--- GIVEN DATA ---
───
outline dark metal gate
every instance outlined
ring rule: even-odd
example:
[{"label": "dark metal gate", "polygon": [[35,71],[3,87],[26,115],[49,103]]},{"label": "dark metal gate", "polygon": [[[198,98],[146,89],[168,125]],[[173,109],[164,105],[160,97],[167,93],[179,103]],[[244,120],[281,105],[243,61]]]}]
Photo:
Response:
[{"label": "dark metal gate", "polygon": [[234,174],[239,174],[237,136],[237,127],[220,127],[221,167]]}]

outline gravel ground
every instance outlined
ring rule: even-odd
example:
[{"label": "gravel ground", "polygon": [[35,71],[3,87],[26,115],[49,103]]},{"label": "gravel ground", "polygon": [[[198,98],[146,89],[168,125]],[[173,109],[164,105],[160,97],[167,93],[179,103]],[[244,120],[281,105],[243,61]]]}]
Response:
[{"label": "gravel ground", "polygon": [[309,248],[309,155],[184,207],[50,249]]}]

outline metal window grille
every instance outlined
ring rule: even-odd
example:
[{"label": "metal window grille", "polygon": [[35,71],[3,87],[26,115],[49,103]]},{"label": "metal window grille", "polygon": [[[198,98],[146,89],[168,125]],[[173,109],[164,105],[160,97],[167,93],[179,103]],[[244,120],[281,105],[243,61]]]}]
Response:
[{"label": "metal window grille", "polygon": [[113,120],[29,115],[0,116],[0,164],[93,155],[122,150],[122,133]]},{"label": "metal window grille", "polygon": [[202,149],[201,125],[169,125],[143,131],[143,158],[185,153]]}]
───
Repeat the data word for word.

outline dark metal gate
every instance outlined
ring rule: even-odd
example:
[{"label": "dark metal gate", "polygon": [[35,71],[3,87],[26,115],[49,103]]},{"label": "dark metal gate", "polygon": [[[198,98],[146,89],[168,125]],[[173,109],[164,105],[160,97],[167,93],[179,103]],[[244,120],[281,105],[243,61]]]}]
Photo:
Response:
[{"label": "dark metal gate", "polygon": [[234,174],[239,174],[237,136],[237,127],[220,127],[221,167]]}]

outline gravel ground
every instance outlined
ring rule: even-odd
example:
[{"label": "gravel ground", "polygon": [[35,71],[3,87],[26,115],[49,103]]},{"label": "gravel ground", "polygon": [[[198,98],[146,89],[168,125]],[[173,109],[164,105],[160,97],[167,93],[179,103]],[[244,120],[281,105],[243,61]]]}]
Response:
[{"label": "gravel ground", "polygon": [[309,248],[309,155],[184,207],[50,249]]}]

outline metal window grille
every instance outlined
ring rule: even-odd
example:
[{"label": "metal window grille", "polygon": [[35,71],[3,87],[26,115],[49,103]]},{"label": "metal window grille", "polygon": [[[198,98],[146,89],[168,125]],[[173,109],[164,105],[160,97],[167,93],[179,103]],[[244,120],[281,105],[243,61]]]}]
Response:
[{"label": "metal window grille", "polygon": [[113,120],[29,115],[0,116],[0,164],[93,155],[122,150],[122,133]]},{"label": "metal window grille", "polygon": [[202,149],[201,125],[169,125],[143,131],[143,158],[185,153]]}]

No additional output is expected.